### Entries
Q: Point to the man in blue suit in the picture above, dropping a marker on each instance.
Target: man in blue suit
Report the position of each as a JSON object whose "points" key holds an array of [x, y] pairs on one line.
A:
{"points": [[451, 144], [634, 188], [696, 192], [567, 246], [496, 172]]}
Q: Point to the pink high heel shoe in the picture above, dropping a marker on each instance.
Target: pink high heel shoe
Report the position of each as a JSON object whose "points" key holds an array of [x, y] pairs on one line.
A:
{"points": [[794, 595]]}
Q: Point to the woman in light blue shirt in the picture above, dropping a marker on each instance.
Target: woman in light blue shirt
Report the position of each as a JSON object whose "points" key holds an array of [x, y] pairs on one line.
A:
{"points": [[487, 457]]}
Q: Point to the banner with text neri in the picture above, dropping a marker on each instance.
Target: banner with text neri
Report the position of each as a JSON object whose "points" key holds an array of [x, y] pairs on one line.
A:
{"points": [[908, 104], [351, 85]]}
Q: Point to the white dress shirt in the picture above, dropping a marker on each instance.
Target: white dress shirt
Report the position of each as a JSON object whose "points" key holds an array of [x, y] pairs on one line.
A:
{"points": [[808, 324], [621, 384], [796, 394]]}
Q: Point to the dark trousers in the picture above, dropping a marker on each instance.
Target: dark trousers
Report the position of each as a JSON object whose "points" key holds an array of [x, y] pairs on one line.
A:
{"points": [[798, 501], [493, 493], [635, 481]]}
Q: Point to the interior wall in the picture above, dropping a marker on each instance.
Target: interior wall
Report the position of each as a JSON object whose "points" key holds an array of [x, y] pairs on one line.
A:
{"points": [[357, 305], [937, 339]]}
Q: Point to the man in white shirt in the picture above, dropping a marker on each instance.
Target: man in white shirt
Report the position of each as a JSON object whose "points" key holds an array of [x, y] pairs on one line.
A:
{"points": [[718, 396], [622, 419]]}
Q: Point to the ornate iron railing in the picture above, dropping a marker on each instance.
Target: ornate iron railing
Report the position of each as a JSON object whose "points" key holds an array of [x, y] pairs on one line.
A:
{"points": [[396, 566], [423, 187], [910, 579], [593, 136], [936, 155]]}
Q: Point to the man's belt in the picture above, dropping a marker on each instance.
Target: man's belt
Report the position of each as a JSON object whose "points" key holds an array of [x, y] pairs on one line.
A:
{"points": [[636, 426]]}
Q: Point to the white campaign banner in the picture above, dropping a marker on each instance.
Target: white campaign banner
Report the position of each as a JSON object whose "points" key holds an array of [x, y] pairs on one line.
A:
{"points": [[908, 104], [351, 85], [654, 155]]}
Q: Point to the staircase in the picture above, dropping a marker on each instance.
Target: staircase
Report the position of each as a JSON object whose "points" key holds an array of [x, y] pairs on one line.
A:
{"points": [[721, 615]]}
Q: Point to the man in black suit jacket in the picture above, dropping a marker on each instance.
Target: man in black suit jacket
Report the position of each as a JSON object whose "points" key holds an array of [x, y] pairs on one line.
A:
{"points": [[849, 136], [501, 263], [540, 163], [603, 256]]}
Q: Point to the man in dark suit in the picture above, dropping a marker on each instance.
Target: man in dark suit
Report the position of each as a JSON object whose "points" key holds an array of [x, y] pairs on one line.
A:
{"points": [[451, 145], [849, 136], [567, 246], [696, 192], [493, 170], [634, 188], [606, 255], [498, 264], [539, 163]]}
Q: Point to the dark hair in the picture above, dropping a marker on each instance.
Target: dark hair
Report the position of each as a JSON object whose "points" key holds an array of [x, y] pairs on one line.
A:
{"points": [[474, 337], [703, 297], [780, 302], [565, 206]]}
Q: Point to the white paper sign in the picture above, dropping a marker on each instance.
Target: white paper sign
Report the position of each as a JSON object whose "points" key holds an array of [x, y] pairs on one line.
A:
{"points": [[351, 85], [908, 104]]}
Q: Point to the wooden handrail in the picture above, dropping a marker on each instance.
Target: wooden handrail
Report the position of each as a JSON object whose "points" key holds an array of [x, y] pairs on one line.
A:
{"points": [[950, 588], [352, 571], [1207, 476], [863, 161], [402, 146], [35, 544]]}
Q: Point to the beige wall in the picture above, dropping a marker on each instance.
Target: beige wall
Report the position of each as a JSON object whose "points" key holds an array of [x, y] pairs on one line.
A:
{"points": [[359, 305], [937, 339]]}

### Written instruction
Please quote every record above exactly as it appears.

### Task answer
Q: Point to the man in blue suit in the picture above, dropping a marker on each instance.
Target: man in blue suit
Report the position of each as a JSON object whose "points" key holds an array of [x, y] pairs on one line.
A:
{"points": [[451, 144], [634, 188], [696, 192], [567, 246], [496, 172]]}
Q: Point to the pink high heel shoe in the picture above, dropping a marker on each instance.
Target: pink high heel shoe
Report the position of each as a JSON object whose "points" key holds an array of [x, y] pairs on one line.
A:
{"points": [[794, 595]]}
Q: Point to the woman in light blue shirt in the picture above, dropping a marker on each instance.
Target: woman in light blue shirt
Report the position of each as a JSON object whose "points" key holds an array of [x, y] pairs on one line.
A:
{"points": [[487, 457]]}
Q: Point to the banner with text neri in the picture above, dropping a marker on each instance.
Target: banner with text neri
Report the position of each as a JSON object whose "points" key holds an array of [x, y] pairs on one line.
A:
{"points": [[908, 104], [351, 85]]}
Q: Point to the white dress shirt in the picture above, dropping a marker on each instance.
Target: white dress shirt
Report the position of each as a JSON object whose "points" key holds an array of [x, y] pairs on one line.
A:
{"points": [[808, 324], [621, 384], [796, 394]]}
Q: Point to the dark trousers in the picture above, dropping a marker on each instance.
Target: dark trousers
Report the position of each as a JSON object whose "points" key holds an array of [x, y] pairs on one line.
A:
{"points": [[798, 501], [493, 493], [635, 481]]}
Q: Point to the interior wall in the picture above, dropping a marker on each instance.
Target: interior wall
Report the position of each as a JSON object whose "points" key holds an array of [x, y] pairs on one line.
A:
{"points": [[357, 305], [937, 339]]}
Q: Point to the man in white shirt in the picture above, dropping a marker on each instance.
Target: man in white shirt
Report the position of each as a JSON object whose "points" key holds an array of [x, y] pairs on one line.
A:
{"points": [[718, 396], [622, 419]]}
Q: Point to the ornate iron railing in the picture above, dropping a marker on each instance.
Target: ornate iron railing
Report the position of each as a JSON object whose "points" key holds an array of [x, y] pairs on one line.
A:
{"points": [[396, 566], [423, 187], [910, 579], [593, 136], [936, 155]]}
Q: Point to the man's belt in the picture above, dropping a marker on each instance.
Target: man's belt
Report the position of each as a JSON object whose "points" key holds an array of [x, y] pairs on one line.
A:
{"points": [[636, 426]]}
Q: Point to the white campaign banner in the picture above, dropping a marker on each instance.
Target: white campaign banner
Report the position of each as a JSON object whose "points" key holds an array of [x, y] pairs on one line.
A:
{"points": [[908, 104], [351, 85], [654, 155]]}
Q: Point to the staircase in the picture above, dropping a marker on each instance.
Target: staircase
Report the position of each as a JSON object whose "points" key holds an array of [x, y] pairs on one line.
A:
{"points": [[721, 615]]}
Q: Point to the man in black suit jacket in the picture above, dropping a marker on each instance.
Target: man in black suit jacket
Report the position of each as a JSON object whose "points" key holds an array of [x, y] pairs on one line.
A:
{"points": [[849, 136], [501, 263], [540, 163], [603, 256]]}
Q: Point to the man in dark suit in the picture above, dropping a marker on each instance.
Target: man in dark suit
Report the position of each as a JSON object whose "points" key holds an array of [x, y] pairs on one line.
A:
{"points": [[451, 145], [849, 136], [567, 246], [696, 192], [493, 170], [634, 188], [606, 255], [498, 264], [539, 163]]}
Q: Point to the dark hair in the picture above, dropping a marker on each instance.
Target: dark hair
Report the position of each as a JSON object whose "points" key holds an array of [x, y] pairs on one line.
A:
{"points": [[474, 337], [703, 297], [780, 302], [565, 206]]}
Q: Point to the white paper sign in the picture above, dropping a marker on each instance.
Target: white paper sign
Report the position of each as a JSON object whose "points" key holds an array of [x, y] pairs on one line.
A:
{"points": [[351, 85], [908, 104]]}
Q: Point to the wooden handrail in the picture above, dropping a marker on each instance.
Target: wooden handrail
Report the position of each as a JSON object whose "points" key holds an array of [x, y] pairs on one line.
A:
{"points": [[950, 588], [352, 571], [1207, 476], [863, 161], [402, 146], [35, 544]]}
Q: Point to the beige wall in the picture above, dropping a marker on each instance.
Target: beige wall
Report the position of each as a JSON object whose "points" key holds an array of [x, y] pairs on one line.
A:
{"points": [[359, 305], [937, 339]]}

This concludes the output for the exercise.